▼

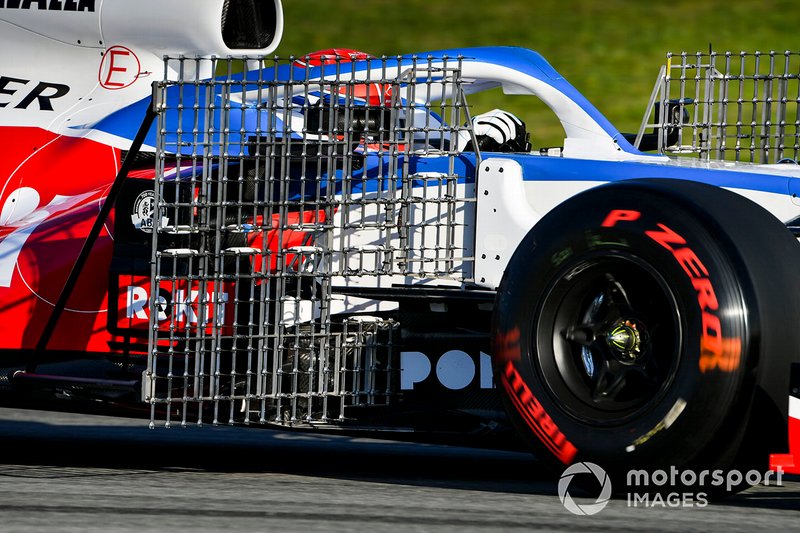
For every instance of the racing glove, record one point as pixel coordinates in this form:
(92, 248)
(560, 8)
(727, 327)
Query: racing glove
(497, 131)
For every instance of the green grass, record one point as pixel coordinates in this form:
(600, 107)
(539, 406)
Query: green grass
(610, 50)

▲

Among the lines above, which hold the word "form"? Report each one.

For every instance of the racing glove, record one point as pixel coordinates in this form:
For every instance of the green grass, record one point as pixel coordinates in this form:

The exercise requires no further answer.